╭──
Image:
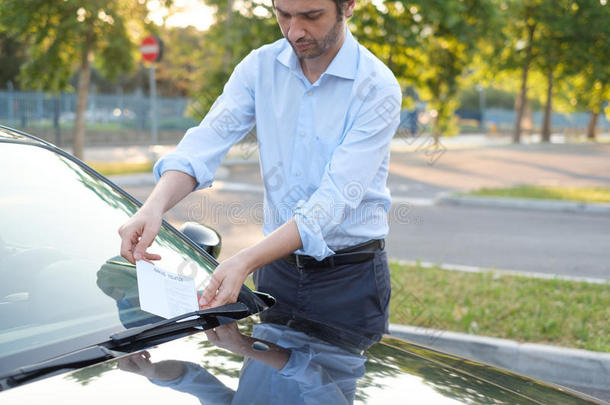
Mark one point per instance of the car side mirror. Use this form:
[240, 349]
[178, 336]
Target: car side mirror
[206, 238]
╰──
╭──
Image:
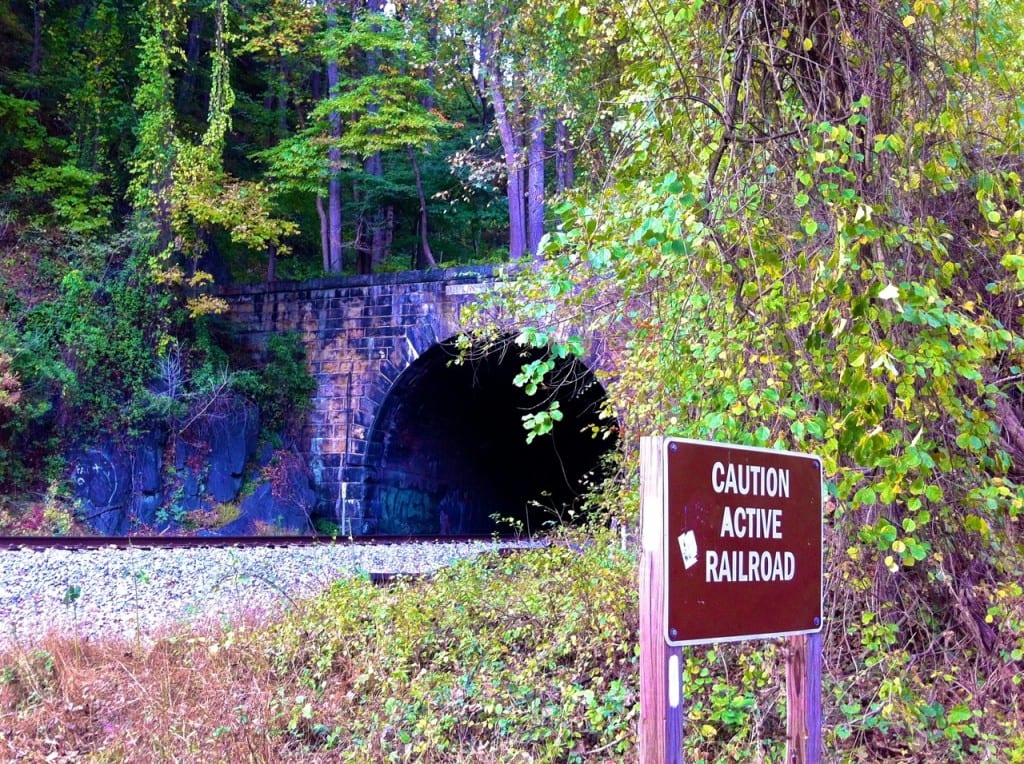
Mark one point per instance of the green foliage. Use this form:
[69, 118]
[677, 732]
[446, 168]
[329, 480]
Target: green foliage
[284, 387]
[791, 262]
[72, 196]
╰──
╭──
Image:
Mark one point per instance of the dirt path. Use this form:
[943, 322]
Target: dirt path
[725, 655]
╰──
**The task:** What lines above contain the word "form"? Return each such line.

**Exercise response:**
Mark one point per instance of the car side mirror. Use this form:
Mark one point per instance of the green foliage. Use this form:
Mark one point per instance of the dirt path. Use this form:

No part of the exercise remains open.